Records taken from a collection
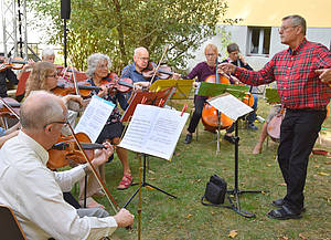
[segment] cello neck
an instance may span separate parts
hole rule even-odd
[[[221,81],[220,81],[220,74],[218,74],[218,72],[217,72],[217,65],[218,65],[218,56],[216,58],[215,74],[216,74],[216,83],[221,83]]]

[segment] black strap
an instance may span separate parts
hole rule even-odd
[[[235,205],[233,204],[232,199],[229,196],[227,196],[227,199],[231,204],[231,206],[228,205],[214,205],[214,204],[207,204],[207,202],[204,202],[203,199],[205,198],[205,196],[203,195],[202,198],[201,198],[201,204],[204,205],[204,206],[210,206],[210,207],[218,207],[218,208],[227,208],[227,209],[232,209],[234,210],[235,212],[237,212],[238,215],[245,217],[245,218],[255,218],[256,215],[255,213],[252,213],[252,212],[247,212],[247,211],[243,211],[243,210],[239,210],[235,207]]]

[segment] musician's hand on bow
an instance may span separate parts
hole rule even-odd
[[[114,216],[114,218],[119,228],[125,228],[134,225],[135,216],[131,215],[127,209],[122,208]]]
[[[192,85],[194,88],[196,88],[200,85],[200,82],[193,82]]]
[[[134,90],[142,90],[142,88],[149,88],[150,87],[150,83],[149,82],[137,82],[134,83]]]
[[[236,65],[232,64],[232,63],[221,63],[217,66],[217,72],[223,74],[232,74],[234,73],[234,71],[236,70]]]
[[[105,164],[108,160],[108,158],[114,154],[114,146],[111,144],[105,142],[104,146],[104,149],[96,149],[94,152],[94,159],[92,160],[94,167],[98,167]]]
[[[99,96],[99,97],[103,97],[103,96],[107,95],[107,93],[108,93],[108,87],[105,86],[105,85],[100,85],[100,87],[102,87],[102,90],[98,92],[98,96]]]
[[[179,73],[173,73],[173,74],[172,74],[172,79],[173,79],[173,80],[179,80],[179,79],[181,79],[181,76],[182,76],[182,75],[179,74]]]
[[[323,83],[331,83],[331,69],[322,69],[314,71]]]

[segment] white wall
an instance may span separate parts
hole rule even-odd
[[[277,52],[287,49],[287,45],[280,43],[278,28],[271,28],[270,35],[270,54],[269,56],[247,56],[247,41],[248,41],[248,29],[246,25],[225,25],[225,30],[231,33],[231,42],[236,42],[239,45],[241,52],[245,55],[246,61],[252,65],[254,70],[261,69]],[[331,28],[309,28],[307,30],[307,40],[312,42],[319,42],[330,48],[331,44]],[[218,50],[222,49],[221,45],[221,35],[215,35],[211,40],[206,41],[196,52],[193,54],[195,59],[189,61],[188,69],[192,70],[196,63],[205,61],[204,58],[204,48],[206,44],[213,43]],[[227,58],[226,54],[222,54],[222,60]]]

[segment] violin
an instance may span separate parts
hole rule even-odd
[[[134,88],[134,81],[128,77],[119,79],[116,73],[109,73],[100,82],[100,85],[106,86],[113,94],[116,92],[128,93]]]
[[[222,83],[222,84],[229,84],[229,80],[226,76],[221,75],[217,80],[216,75],[210,75],[205,82],[209,83]],[[216,129],[226,129],[232,126],[233,121],[221,113],[218,116],[218,111],[211,106],[210,104],[205,104],[202,109],[202,124],[206,131],[215,133]]]
[[[0,71],[4,71],[7,69],[21,70],[28,62],[22,58],[8,58],[0,59]]]
[[[145,79],[151,79],[154,74],[160,80],[168,80],[173,75],[173,72],[171,72],[171,67],[168,65],[160,65],[157,67],[156,63],[149,62],[148,66],[142,71],[142,75]]]
[[[0,117],[17,118],[21,104],[11,97],[0,97]]]
[[[102,144],[92,144],[89,137],[84,133],[77,133],[76,137],[89,160],[94,158],[94,149],[104,148]],[[49,155],[47,167],[52,170],[68,166],[71,161],[76,164],[86,163],[84,155],[72,136],[60,137],[57,143],[49,150]]]

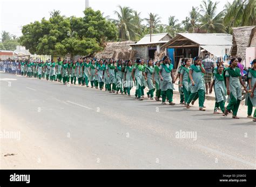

• _What to work on_
Print all of the records above line for line, without the pictures.

• _Finished task_
[segment] cello neck
an instance may span separate parts
hole rule even-odd
[[[221,81],[220,81],[220,74],[218,74],[218,72],[217,72],[217,65],[218,65],[218,56],[216,58],[215,74],[216,74],[216,83],[221,83]]]

[segment] black strap
an instance may span separate parts
hole rule even-odd
[[[235,205],[233,204],[232,199],[229,196],[227,196],[227,199],[231,204],[231,206],[228,205],[214,205],[214,204],[207,204],[207,202],[204,202],[203,199],[205,198],[205,196],[203,195],[202,198],[201,198],[201,204],[204,205],[204,206],[210,206],[210,207],[218,207],[218,208],[227,208],[227,209],[232,209],[234,210],[235,212],[237,212],[238,215],[245,217],[245,218],[255,218],[256,215],[255,213],[252,213],[252,212],[247,212],[247,211],[243,211],[243,210],[239,210],[235,207]]]

[segment] musician's hand on bow
an instance may span separate parts
hole rule even-odd
[[[114,216],[114,218],[119,228],[125,228],[134,225],[135,216],[131,215],[127,209],[122,208]]]
[[[192,85],[194,88],[196,88],[200,85],[200,82],[193,82]]]
[[[134,90],[142,90],[142,88],[149,88],[150,87],[150,83],[149,82],[137,82],[134,83]]]
[[[236,65],[232,64],[232,63],[221,63],[217,66],[217,72],[223,74],[232,74],[234,73],[234,71],[236,70]]]
[[[105,164],[108,160],[108,158],[114,154],[114,146],[111,144],[105,142],[104,146],[104,149],[96,149],[94,152],[94,159],[92,160],[94,167],[98,167]]]
[[[99,96],[99,97],[103,97],[103,96],[107,95],[107,93],[108,93],[108,87],[105,86],[105,85],[100,85],[100,87],[102,87],[102,90],[98,92],[98,96]]]
[[[179,73],[173,73],[173,74],[172,74],[172,79],[173,79],[173,80],[179,80],[179,79],[181,79],[181,76],[182,76],[182,75],[179,74]]]
[[[323,83],[331,83],[331,69],[322,69],[314,71]]]

[segment] white wall
an instance may span separate parts
hole rule even-odd
[[[277,52],[287,49],[287,45],[280,43],[278,28],[271,28],[270,35],[270,54],[269,56],[247,56],[247,41],[248,41],[248,29],[246,25],[225,25],[225,30],[231,33],[231,42],[236,42],[239,45],[241,52],[245,55],[246,61],[252,65],[254,70],[261,69]],[[331,28],[309,28],[307,30],[307,40],[312,42],[319,42],[330,48],[331,44]],[[218,50],[222,49],[221,45],[221,35],[215,35],[211,40],[206,41],[196,52],[193,54],[195,59],[189,61],[188,69],[192,70],[196,63],[205,61],[204,58],[204,48],[206,44],[213,43]],[[227,58],[226,54],[222,54],[222,60]]]

[segment] violin
an instance may span separate parts
hole rule even-odd
[[[134,88],[134,81],[128,77],[119,79],[116,73],[109,73],[100,82],[100,85],[106,86],[113,94],[116,92],[128,93]]]
[[[222,83],[222,84],[229,84],[229,80],[226,76],[221,75],[217,80],[216,75],[210,75],[205,82],[209,83]],[[216,129],[226,129],[232,126],[233,121],[221,113],[218,116],[218,111],[211,106],[210,104],[205,104],[202,109],[202,124],[206,131],[215,133]]]
[[[0,71],[4,71],[7,69],[21,70],[28,62],[22,58],[8,58],[0,59]]]
[[[145,79],[151,79],[154,74],[160,80],[168,80],[173,75],[173,72],[171,72],[171,67],[168,65],[160,65],[157,67],[156,63],[149,62],[148,66],[142,71],[142,75]]]
[[[0,117],[17,118],[21,104],[11,97],[0,97]]]
[[[102,144],[92,144],[89,137],[84,133],[77,133],[76,137],[89,160],[94,158],[94,149],[104,148]],[[49,155],[47,167],[52,170],[68,166],[71,161],[76,164],[86,163],[84,155],[72,136],[60,137],[57,143],[49,150]]]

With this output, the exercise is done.